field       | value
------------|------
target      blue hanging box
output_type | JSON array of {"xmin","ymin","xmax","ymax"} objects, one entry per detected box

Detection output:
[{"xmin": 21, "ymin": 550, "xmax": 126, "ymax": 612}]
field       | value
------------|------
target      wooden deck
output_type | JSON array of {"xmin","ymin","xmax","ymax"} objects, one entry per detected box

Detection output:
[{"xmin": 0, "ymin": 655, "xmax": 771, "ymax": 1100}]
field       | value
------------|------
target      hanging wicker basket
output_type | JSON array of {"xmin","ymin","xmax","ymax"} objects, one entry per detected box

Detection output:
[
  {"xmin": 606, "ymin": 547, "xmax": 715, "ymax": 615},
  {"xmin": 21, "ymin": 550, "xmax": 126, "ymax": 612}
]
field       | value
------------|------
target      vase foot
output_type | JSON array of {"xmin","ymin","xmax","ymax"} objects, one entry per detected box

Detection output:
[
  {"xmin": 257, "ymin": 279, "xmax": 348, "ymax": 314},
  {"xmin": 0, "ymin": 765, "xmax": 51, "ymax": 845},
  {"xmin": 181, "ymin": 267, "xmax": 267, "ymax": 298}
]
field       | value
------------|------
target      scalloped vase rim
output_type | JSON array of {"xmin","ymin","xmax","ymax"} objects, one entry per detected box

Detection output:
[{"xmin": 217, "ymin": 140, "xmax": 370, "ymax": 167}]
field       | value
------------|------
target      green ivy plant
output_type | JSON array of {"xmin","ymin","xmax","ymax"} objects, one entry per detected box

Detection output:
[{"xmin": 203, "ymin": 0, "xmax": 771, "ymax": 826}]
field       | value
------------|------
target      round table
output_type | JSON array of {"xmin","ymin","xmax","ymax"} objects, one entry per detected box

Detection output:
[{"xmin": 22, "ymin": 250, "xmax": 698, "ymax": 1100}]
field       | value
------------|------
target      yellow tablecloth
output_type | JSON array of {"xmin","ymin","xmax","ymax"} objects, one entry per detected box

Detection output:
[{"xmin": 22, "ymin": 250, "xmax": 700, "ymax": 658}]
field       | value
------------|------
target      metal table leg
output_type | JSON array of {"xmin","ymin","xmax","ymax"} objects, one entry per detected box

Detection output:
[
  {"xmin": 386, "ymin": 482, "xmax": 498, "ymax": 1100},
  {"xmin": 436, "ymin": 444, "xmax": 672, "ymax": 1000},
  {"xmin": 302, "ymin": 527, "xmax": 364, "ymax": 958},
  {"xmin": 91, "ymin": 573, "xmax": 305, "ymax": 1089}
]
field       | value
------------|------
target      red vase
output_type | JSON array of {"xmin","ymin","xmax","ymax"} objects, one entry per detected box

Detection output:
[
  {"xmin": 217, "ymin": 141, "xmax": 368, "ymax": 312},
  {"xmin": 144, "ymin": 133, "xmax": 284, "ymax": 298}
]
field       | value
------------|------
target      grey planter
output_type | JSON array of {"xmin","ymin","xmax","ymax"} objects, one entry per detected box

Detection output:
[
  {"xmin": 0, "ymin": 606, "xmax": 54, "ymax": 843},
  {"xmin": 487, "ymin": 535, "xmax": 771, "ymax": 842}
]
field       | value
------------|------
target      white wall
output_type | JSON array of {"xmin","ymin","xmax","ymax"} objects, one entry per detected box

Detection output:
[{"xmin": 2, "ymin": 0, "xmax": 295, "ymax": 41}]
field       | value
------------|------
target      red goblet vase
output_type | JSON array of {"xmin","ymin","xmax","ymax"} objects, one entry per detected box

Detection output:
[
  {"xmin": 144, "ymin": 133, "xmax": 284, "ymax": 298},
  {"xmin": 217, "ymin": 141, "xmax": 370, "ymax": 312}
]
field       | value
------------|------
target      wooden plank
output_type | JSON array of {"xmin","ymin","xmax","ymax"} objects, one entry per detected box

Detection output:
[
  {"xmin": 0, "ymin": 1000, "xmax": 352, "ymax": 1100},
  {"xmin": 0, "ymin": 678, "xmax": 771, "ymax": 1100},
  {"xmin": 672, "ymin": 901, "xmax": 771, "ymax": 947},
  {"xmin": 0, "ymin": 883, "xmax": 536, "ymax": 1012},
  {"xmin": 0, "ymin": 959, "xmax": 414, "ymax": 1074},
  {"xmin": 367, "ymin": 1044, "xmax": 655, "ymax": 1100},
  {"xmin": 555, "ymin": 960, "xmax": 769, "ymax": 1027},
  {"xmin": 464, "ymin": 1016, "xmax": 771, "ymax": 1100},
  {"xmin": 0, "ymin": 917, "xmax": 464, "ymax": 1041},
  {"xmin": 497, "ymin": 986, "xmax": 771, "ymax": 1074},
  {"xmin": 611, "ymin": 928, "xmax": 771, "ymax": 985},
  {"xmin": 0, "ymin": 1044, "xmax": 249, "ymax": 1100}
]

_ _ _ _ _ _ _

List every line above that contains the word "hanging", copying each one in full. Case counts, so match only lines with the word in that same case.

_Response for this exercise_.
target      blue hanging box
target      hanging wicker basket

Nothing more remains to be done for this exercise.